Görev amacı:
Aşağıdaki dopamin hakkındaki metni son cümlesinin ardından sürdürür müsün?

Metin alıntısı:

----------------

🧠Dopamin salgılamanın ve dopaminin peşinden koşmanın teşvik edildiği bir dünyada yaşıyoruz.
🧠Biz dopamin peşinden koştuğumuz bir kültürdeyiz.
🧠En sonunda dopamin bizi başlangıçtan daha kötü hissettiriyor!
🧠Dopamin iki nöronlar arasındaki sinapslarda iletişimi kuran bir nörotransmitterdir.
🧠Dopamin motivasyon ve ödül için çok önemli bir nörotransmitterdir.
🧠Aynı zamanda bağımlı olduğumuz şeylerde çok dopamin salgılarız.
🧠Hoşumuza giden ya da bizim için ödüllendirici bir durumda dopamin salgılarız.
🧠Örneğin nikotin, çikolata yemek vb. dopamin salgılatır.

----------------

Sağlanan veriler:
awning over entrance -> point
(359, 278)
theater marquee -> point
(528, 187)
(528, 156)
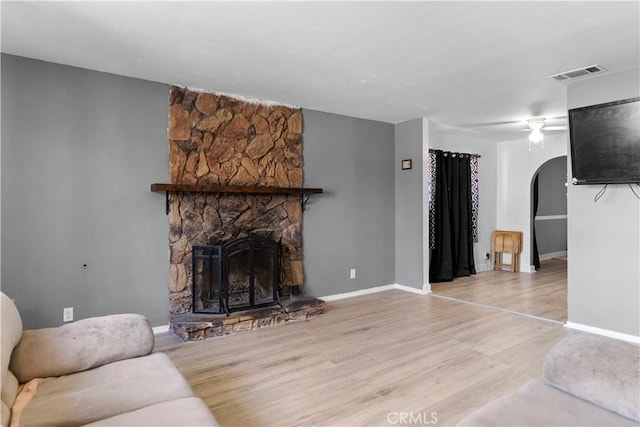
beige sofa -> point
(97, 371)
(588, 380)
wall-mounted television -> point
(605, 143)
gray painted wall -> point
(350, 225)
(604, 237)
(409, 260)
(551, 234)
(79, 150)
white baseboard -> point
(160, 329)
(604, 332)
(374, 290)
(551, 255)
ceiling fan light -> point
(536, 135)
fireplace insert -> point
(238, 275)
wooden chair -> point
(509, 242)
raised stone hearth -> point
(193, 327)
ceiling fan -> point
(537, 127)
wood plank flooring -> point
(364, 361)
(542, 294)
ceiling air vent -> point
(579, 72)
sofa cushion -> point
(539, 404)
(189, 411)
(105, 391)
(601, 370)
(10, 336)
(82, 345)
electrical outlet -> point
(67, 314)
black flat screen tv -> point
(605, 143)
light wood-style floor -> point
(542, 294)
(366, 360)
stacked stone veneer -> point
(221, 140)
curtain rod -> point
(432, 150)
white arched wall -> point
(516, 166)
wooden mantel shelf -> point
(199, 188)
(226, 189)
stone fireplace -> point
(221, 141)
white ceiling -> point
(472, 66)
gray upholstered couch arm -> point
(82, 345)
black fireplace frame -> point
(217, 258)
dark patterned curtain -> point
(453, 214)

----------------

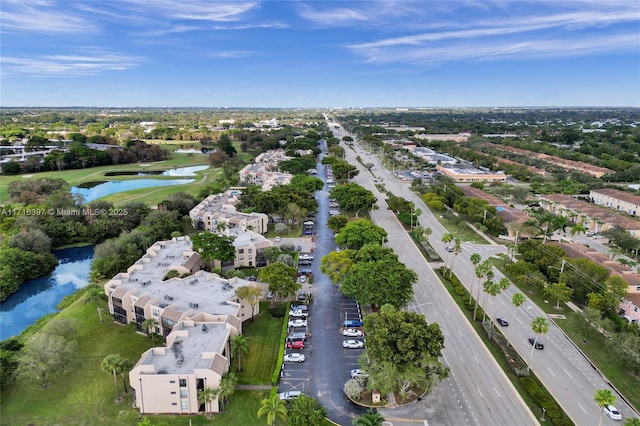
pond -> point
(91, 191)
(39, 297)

----------------

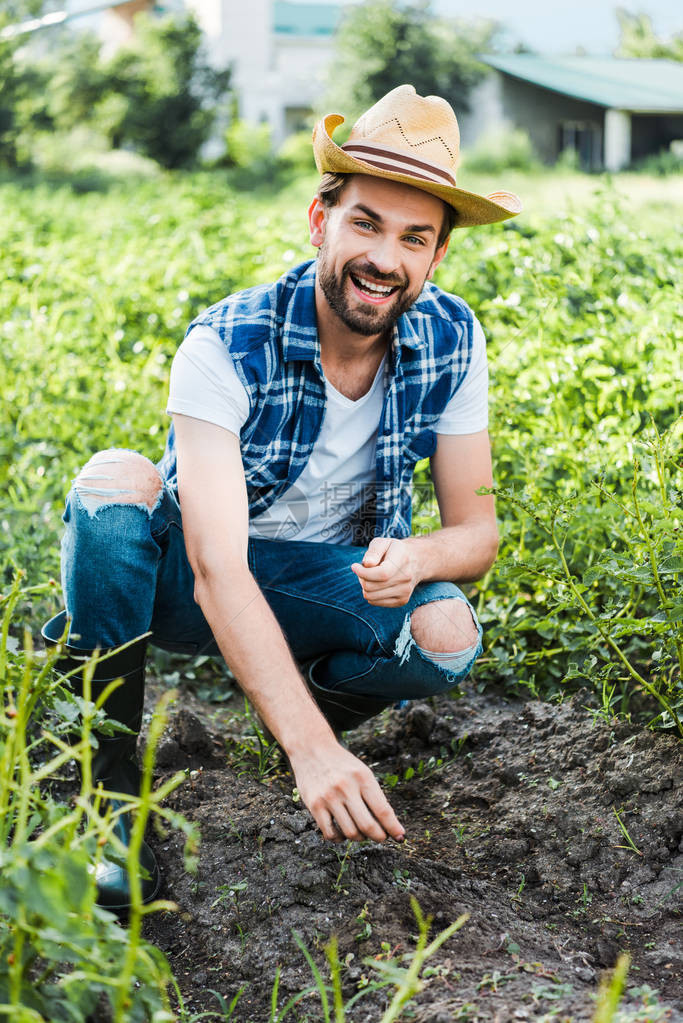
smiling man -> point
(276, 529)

----------------

Yazılı yanıt:
🧠Beynimizde dopamin için bir tahtarevalli olduğunu düşünelim.
🧠Bir taraf artan bir taraf azalan dopamin.
🧠Beyin onu eşit bir seviyede dengede tutmak için uğraşacaktır.
🧠Örneğin bir çikolata yediğimizde beynimizdeki tadın zevkiyle dopamin salgılanır ama beyin buna alışır ve daha sonra dopamin reseptörleri dopamini azaltır.
🧠Burada temel dengede olmayı sevmesidir.
🧠Yani sonra bağımlı olduğumuz maddeye etki olarak azalma olur, dopamin azlığı olur, çikolata yemezse geri çekilme, gerginlik, depresif semptomlar, uykusuzluk gibi semptomlar gözükülebilir.
🧠Hayatımızı zevk ve acıya göre ayarlarız mutluluğu arayıp acıyı azaltmaya çalışırız ama ne kadar bunu ararsak o kadar acı olur çünkü sistem homeostasisi arar, biz de acıyı ertelemek için uğraşırız!
🧠Çünkü pervasızca dopamin aramak bizim sürekli keyif aramamızı sağlar.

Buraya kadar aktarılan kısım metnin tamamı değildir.